WHAT THIS EXERCISE ASKS
1 > List the bread-making methods and preferments named in the discussion of grinding bread back into flour.
2 > In the discussion of grinding bread back into flour, why does one reply say that grinding up bread would not reverse it into flour? Answer in one to three sentences.
3 > Continue the discussion of grinding bread back into flour, picking up after its final line.
[PASSAGE SHOWN]
There is something similar but not quite. Masa is made from nixtamalized corn, but the process to make fresh masa means pulverizing the moist kernels into a dough. Then, to store for later use, the dough can be dried and ground into a flour: masa harina (literally “dough flour”).
The gluten does not come back if u pulverize it. You’ll likely end up someone terrible.
They might end up making a pretty crappy load of bread but it’s a bit much to imply they’ll become a bad person because of this.
I’m going to edit but not change the context cause this made me smile.
You made shitty bread, when you could have made good bread. Straight to Jail.
I’ve heard of some bakery somewhere doing “recycled bread”, where they supposedly take the leftover bread that didn’t sell that day, dry it out, grind it up, and mix it with fresh flour to make new bread, but I don’t know for sure if the story is real.
It’s common in Germany
If a real thing in Mexican bakeries. They’ll take all the stale pan dulce, waiting till they become very dry, and grind them into a flour, or fine chunks depending on the bakery, and mix them in with fresh dough to create a cinnamon flavor pastry called a “piedra”, or rock in English. They have the texture of a scone. They’re pretty good. my dad loves them.
TIL
Its a real thing, there’s a term for it if i can find it.
Edit; Pate Fermentee, or “old dough”, setting aside a hunk of dough from todays batch to mix into tomorrows for extra flavor
Theres also a method called a “soaker”, using stale bread in water, breaking it down, and remixing it into a new dough
That’s somewhat different. They aren’t taking stale bread and reusing it to make new bread, but rather a portion of the raw dough from a previous batch is saved and added to fresh dough. It’s meant to add a bit of fermented flavor, without quite being a sourdough. It’s more in line with preferments like poolish and biga.
Not really, no - entropy is one-way at the macro scale.
The flour absorbed water, and combined with kneading, produced gluten (and was baked, causing more chemical changes).
Grinding it all up wouldn’t reverse that process - it would just be ground up bread.
With enough energy you certainly could, even if that meant breaking everything down to their constituent parts chemically and doing stuff like reconstructing proteins from amino acids. This isn’t reversing entropy but you could back the original ingredients, with some Ship of Theseus stuff happening with the matter involved.
Breadcrumbs. Panko if fortunate.
Or croutons.
i did this! yes.
How was it?
pretty rough and crumbly and crappy.
it was impossible with the kitchen tools I had on hand to grind it into a fine enough flour to my liking, I just had a generic blender, but my whole reasoning for the experiment was “i bet I could make bread out of bread.”
and it was moderately successful in that regard. what emerged was properly identified as bread.
although I chucked most of the loaf in the trash because that was its flavor profile.
I feel like you should have included some of the caveats in your original comment!
i was pretty lazy about it, I’d like to see the results of other breadsperiments.
So a regular blender wasnt enough, hmmm. We need to get the NileRed of baking on this. I want video evidence now that you’ve given us the proof of concept.
[/PASSAGE SHOWN]
[EXTRACTED INFORMATION]
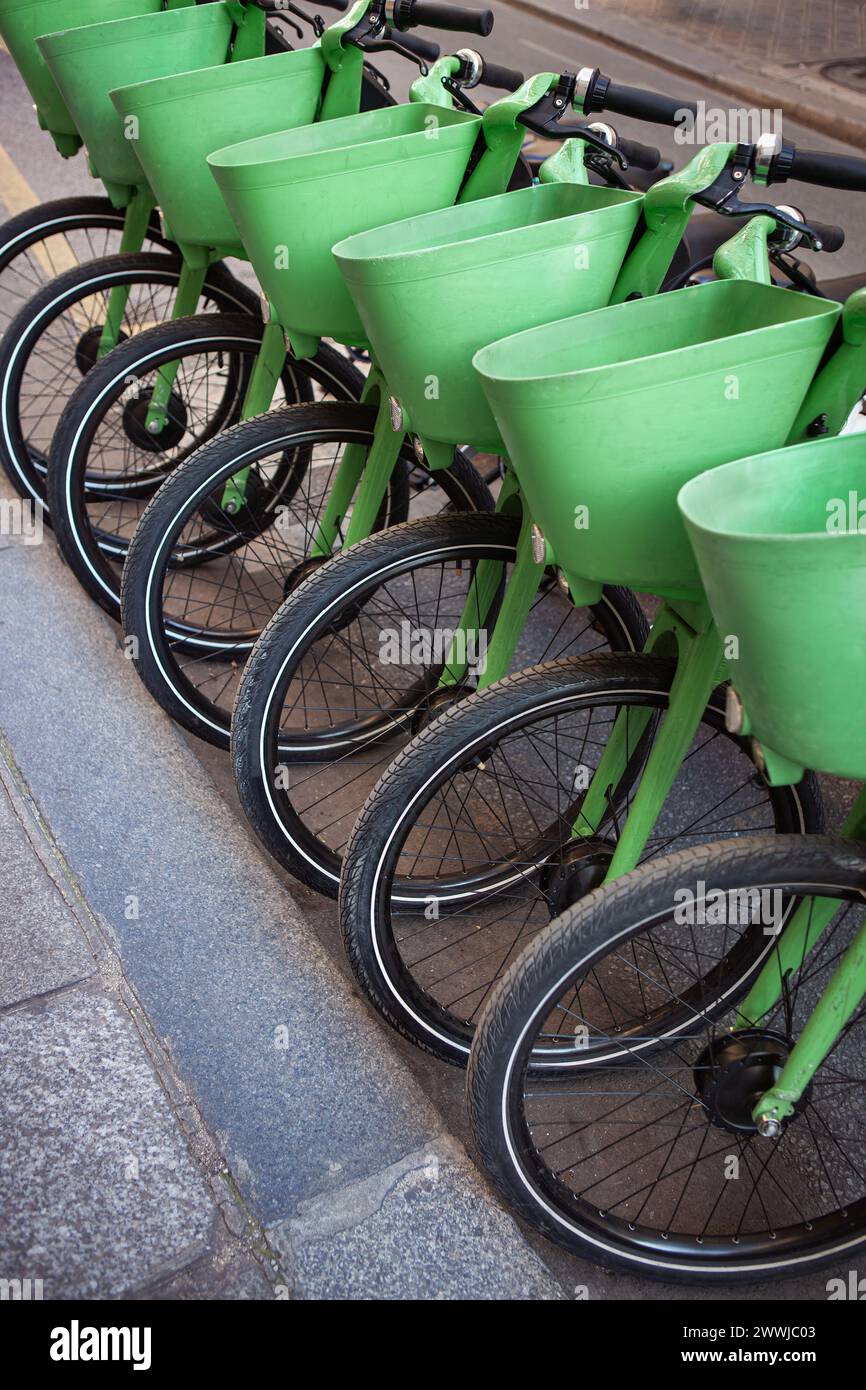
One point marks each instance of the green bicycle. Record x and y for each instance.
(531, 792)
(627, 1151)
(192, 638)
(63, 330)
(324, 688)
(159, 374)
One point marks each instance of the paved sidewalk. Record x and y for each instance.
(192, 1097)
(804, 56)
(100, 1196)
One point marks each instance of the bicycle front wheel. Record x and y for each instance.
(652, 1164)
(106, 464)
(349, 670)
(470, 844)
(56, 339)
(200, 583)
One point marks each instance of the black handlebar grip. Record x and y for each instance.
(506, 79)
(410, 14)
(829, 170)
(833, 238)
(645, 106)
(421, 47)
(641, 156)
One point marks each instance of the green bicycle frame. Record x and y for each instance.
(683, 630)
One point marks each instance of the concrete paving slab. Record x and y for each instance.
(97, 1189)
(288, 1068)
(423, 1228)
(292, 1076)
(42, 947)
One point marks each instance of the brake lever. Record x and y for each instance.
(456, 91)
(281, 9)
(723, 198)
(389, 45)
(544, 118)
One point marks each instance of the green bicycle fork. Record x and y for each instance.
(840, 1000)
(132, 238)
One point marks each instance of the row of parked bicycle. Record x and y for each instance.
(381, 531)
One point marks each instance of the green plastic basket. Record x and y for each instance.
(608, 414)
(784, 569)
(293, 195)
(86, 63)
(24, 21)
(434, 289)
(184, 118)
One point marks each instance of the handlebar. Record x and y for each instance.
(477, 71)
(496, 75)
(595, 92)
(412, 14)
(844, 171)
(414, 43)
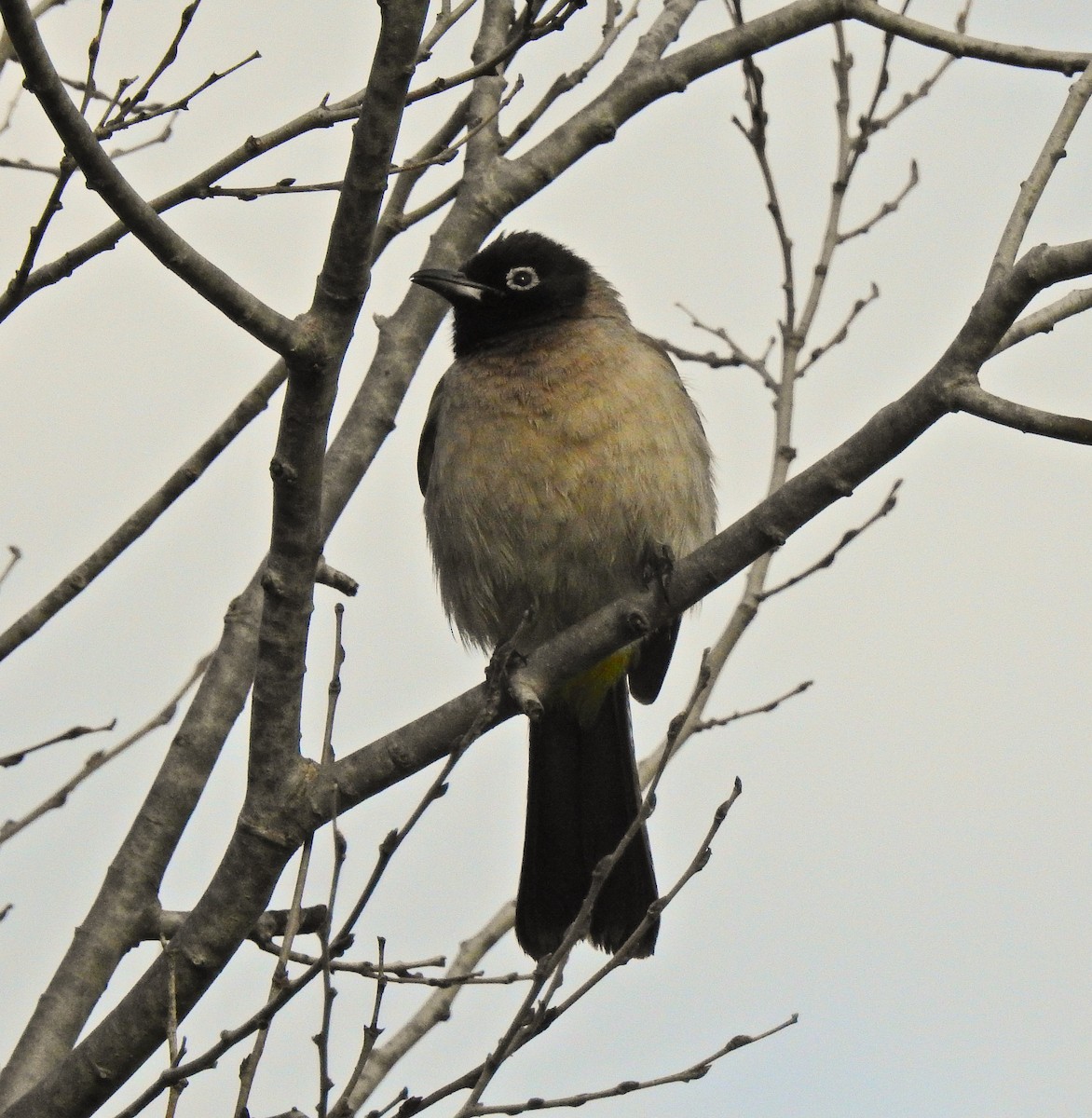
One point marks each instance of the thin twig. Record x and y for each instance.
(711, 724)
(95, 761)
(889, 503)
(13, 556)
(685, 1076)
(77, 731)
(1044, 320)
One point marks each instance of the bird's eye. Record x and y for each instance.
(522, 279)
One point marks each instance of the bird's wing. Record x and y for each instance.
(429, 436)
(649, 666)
[/EXTRACTED INFORMATION]
[EXTRACTED INFORMATION]
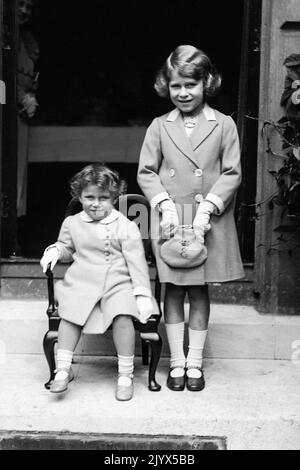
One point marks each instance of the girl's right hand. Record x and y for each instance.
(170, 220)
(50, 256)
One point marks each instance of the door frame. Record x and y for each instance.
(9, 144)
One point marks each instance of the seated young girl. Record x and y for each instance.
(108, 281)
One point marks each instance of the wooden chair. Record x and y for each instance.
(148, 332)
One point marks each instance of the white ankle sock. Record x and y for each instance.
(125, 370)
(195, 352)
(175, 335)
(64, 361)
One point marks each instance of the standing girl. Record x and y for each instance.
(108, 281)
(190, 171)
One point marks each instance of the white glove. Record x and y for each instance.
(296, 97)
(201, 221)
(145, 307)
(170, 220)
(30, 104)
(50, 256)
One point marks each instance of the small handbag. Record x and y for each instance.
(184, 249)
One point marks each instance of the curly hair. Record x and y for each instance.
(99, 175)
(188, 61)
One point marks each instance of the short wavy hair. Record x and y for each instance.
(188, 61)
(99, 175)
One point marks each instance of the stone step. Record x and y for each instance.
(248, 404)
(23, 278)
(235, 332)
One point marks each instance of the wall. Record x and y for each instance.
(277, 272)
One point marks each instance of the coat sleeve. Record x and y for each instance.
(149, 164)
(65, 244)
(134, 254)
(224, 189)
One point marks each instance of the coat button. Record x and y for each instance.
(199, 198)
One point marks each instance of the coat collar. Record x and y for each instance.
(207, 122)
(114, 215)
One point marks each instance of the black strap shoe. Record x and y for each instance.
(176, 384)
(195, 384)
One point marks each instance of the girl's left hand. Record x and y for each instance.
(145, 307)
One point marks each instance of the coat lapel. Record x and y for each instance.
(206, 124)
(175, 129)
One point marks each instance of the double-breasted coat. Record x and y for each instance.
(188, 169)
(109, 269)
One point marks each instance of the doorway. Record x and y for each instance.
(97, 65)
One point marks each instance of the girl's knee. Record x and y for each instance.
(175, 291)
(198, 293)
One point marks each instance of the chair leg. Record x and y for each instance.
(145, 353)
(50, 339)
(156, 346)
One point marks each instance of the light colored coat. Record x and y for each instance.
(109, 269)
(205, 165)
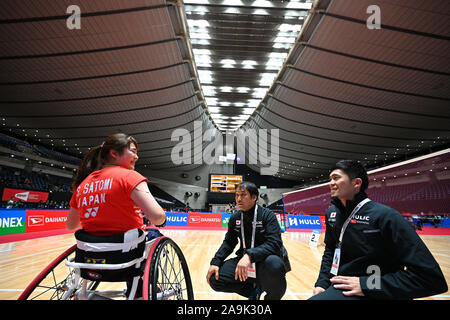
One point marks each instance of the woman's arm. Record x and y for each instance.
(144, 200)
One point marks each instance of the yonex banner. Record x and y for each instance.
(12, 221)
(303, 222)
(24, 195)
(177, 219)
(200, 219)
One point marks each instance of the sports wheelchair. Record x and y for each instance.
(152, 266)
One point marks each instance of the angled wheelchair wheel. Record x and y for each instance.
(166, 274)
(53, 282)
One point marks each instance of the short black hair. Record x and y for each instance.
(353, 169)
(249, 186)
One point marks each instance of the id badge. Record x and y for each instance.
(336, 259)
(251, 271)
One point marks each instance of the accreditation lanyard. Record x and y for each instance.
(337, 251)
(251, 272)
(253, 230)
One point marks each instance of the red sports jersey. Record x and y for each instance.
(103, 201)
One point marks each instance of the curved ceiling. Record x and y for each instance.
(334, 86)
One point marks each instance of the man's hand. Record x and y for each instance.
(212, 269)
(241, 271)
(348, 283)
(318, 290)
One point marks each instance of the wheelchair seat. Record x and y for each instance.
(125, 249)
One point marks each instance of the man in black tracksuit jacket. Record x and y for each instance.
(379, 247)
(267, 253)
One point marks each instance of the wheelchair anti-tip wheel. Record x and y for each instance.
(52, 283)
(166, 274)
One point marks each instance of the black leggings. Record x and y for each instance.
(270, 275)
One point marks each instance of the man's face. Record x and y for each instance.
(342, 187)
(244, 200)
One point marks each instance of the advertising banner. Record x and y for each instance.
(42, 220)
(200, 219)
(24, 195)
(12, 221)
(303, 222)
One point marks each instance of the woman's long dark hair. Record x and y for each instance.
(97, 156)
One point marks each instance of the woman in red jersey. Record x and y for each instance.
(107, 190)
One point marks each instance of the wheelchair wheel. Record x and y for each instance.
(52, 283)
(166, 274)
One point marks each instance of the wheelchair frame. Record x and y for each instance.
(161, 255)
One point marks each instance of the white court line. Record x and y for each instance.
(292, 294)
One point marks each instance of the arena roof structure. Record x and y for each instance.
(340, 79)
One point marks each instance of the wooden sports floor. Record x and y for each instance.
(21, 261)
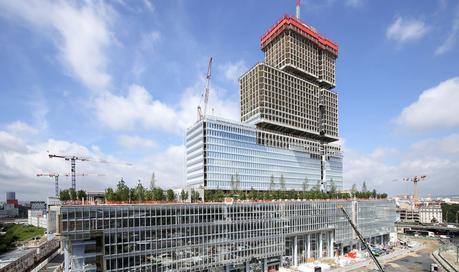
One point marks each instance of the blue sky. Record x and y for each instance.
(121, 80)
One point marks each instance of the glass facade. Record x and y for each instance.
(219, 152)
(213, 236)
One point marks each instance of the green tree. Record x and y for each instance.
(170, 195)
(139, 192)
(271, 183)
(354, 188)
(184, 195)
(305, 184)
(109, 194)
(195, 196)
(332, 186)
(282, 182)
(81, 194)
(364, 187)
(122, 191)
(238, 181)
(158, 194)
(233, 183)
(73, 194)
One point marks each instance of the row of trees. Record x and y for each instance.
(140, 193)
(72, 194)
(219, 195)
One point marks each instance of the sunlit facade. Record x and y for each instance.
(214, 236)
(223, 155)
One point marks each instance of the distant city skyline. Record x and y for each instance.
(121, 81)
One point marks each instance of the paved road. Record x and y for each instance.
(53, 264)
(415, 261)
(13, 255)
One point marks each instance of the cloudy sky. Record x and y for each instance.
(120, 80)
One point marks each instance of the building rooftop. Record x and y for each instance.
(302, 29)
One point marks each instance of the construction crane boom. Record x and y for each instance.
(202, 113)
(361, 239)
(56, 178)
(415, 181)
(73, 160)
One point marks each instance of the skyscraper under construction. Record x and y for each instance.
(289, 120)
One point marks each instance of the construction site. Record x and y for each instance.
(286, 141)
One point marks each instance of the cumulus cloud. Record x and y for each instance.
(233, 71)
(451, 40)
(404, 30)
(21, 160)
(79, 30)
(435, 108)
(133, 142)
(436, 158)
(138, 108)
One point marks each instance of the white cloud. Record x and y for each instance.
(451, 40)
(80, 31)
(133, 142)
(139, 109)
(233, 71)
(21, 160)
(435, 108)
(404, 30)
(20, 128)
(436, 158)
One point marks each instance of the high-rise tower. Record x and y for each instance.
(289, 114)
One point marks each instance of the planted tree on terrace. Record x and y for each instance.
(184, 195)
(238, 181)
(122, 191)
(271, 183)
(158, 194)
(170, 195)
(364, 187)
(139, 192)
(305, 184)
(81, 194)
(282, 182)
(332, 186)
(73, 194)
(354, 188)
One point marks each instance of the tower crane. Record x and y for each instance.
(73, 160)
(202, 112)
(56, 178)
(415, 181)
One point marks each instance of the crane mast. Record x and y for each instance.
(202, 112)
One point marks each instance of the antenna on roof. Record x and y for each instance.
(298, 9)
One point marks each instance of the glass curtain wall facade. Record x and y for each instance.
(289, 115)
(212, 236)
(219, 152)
[/EXTRACTED INFORMATION]
[EXTRACTED INFORMATION]
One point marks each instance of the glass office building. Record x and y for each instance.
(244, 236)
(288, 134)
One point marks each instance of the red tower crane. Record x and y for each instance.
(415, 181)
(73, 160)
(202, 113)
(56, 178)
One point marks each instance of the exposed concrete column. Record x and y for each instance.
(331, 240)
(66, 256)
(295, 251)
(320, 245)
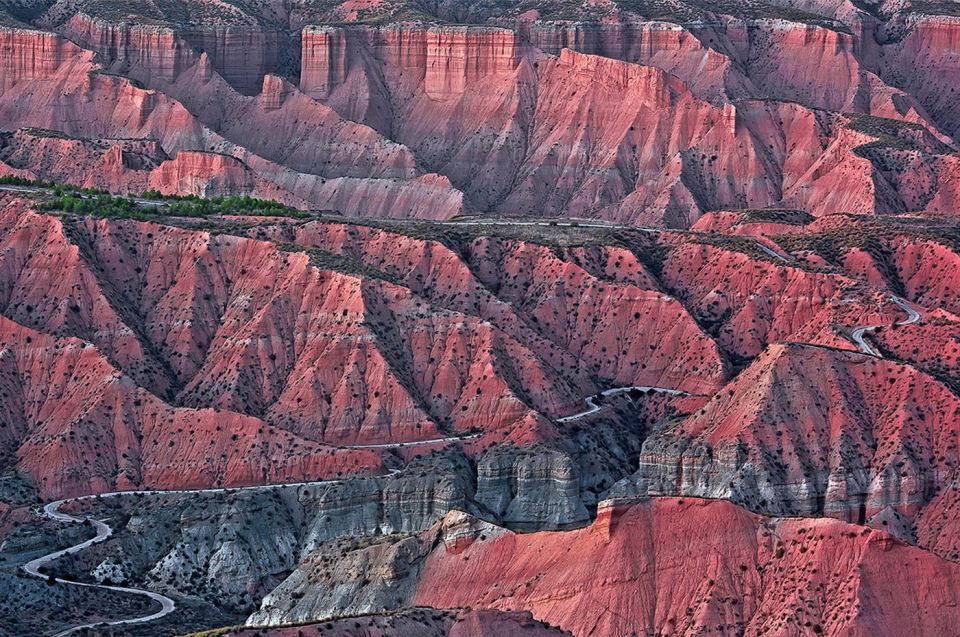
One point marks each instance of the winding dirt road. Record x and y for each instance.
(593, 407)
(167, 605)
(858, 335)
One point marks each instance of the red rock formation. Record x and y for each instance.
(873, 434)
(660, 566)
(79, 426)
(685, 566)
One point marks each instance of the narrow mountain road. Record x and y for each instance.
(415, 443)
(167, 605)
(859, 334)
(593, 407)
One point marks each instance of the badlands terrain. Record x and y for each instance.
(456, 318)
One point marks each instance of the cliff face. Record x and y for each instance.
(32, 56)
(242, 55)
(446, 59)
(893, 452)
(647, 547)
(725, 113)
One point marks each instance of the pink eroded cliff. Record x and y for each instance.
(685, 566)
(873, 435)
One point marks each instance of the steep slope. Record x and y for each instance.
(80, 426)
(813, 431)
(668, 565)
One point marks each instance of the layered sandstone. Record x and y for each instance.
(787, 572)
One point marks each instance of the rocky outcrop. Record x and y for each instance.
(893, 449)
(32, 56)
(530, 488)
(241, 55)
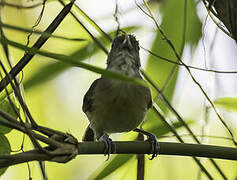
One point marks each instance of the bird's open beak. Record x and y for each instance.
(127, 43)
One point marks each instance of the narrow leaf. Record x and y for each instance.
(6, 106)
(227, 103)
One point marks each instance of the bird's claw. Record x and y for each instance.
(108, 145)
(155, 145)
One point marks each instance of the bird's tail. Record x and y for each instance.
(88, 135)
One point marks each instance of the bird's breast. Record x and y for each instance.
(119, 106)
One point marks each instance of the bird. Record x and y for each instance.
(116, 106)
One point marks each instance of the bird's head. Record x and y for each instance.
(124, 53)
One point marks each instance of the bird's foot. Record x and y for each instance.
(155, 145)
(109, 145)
[/EXTRACTED INFORMATION]
TASK-BY-TASK OUTPUTS
1 >
- Pate Fermentee ("old dough")
- Soaker
- Poolish
- Biga

2 > The flour absorbed water and, with kneading, produced gluten, and baking caused more chemical changes. Grinding would not undo that process. It would only give ground-up bread.

3 >
Someone call Joshua Weissman
Actually I know somebody who makes cake out of it.
I haven’t tried it. I can only assume you won’t get much gluten development. It might be more crumbly and dense, like cornbread, I would think.
Yeah but the texture would probably suck
Croutons are cooked twice with no problems. Once the bread gets stale it probably grinds easily.
There is probably a law of diminishing returns in here because bread contains other ingredients as well (salt, yeast, etc.) and after a while the chemistry of baking will be out of whack.
Yes and no.
Once baked the gluten, starches and really most of the things in the bread change irreversably.
If you were to make bread, dry it, grind it down to a flour, and try to use that to make the exact same bread it will not work, at best you will get a very dense clump, at worst it will just crumble back to dust.
But, ask the jewish people about passover and you will find out that cooked bread grinded back into flour can be used in many dishes (Matza flour) Some of which are a different kind of bread, but they do need a new binder since the gluten is denatured, so usually they use eggs.
For example matza balls can be considered a type of twice cooked bread, once in the oven, then grounded to flour, and then cooked again in water.
Binging with babyish on YouTube tried this not long ago when trying to make cheeseburger pizza or something. It wasn’t great
Not without other ingredients. The flour has undergone an irreversible change.
Only if you are a level 99 necrobaker
If the bread is just stale you can restore it by wetting it and heating an oven or microwave.
Partially restore it. At best, you put about 60% of the water into the starch crystals that the bread had when it was fresh. It’s a massive improvement, but it’s not hard to tell which is which in a side-by-side comparison.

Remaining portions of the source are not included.